INSTRUCTIONS TO FOLLOW => This exercise calls for a copy of every line in the listing below that carries the word "light".

++++++++

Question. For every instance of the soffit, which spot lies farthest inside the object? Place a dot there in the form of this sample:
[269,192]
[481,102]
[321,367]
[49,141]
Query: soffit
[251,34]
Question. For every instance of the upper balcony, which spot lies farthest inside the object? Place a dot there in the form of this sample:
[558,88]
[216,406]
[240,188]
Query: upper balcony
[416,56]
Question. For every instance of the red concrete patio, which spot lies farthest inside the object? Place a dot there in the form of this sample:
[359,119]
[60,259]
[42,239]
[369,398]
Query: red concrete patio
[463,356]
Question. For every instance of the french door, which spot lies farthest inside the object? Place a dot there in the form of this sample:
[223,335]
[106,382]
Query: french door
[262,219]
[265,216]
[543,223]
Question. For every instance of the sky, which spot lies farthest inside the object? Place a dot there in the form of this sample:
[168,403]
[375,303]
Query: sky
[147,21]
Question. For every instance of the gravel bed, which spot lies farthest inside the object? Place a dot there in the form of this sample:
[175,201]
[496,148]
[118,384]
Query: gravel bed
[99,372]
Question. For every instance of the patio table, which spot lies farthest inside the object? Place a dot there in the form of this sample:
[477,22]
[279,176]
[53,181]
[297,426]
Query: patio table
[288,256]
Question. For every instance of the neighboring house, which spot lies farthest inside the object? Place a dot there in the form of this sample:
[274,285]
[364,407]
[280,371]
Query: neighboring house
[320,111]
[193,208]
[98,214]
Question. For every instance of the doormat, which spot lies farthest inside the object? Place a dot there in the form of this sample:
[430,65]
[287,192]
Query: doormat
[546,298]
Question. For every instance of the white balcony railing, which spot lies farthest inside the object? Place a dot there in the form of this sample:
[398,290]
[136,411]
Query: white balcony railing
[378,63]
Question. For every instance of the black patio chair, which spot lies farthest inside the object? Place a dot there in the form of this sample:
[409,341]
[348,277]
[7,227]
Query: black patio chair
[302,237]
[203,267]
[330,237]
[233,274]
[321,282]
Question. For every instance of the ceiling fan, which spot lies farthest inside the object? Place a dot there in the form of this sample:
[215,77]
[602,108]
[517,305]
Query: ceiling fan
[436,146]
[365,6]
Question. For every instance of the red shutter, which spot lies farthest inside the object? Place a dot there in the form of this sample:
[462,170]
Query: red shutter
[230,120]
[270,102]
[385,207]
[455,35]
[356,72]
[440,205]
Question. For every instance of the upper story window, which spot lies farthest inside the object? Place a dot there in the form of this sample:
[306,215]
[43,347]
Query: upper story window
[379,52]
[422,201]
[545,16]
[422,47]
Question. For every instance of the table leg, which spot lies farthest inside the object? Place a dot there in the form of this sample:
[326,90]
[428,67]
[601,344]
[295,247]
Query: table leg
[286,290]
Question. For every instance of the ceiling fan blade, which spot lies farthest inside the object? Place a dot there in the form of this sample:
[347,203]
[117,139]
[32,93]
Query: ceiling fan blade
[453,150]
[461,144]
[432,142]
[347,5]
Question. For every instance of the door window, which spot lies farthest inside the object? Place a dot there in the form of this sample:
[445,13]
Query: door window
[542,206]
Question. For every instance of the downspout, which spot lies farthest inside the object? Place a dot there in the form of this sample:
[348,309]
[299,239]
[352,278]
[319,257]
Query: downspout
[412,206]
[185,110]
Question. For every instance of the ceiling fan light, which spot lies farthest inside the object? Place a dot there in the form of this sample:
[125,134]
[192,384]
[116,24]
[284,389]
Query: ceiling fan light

++++++++

SOLUTION TO THIS EXERCISE =>
Question. For every instance of the ceiling fan light, which spot lies farthest inside the object? Place a dot there in the form of this sample:
Query: ceiling fan light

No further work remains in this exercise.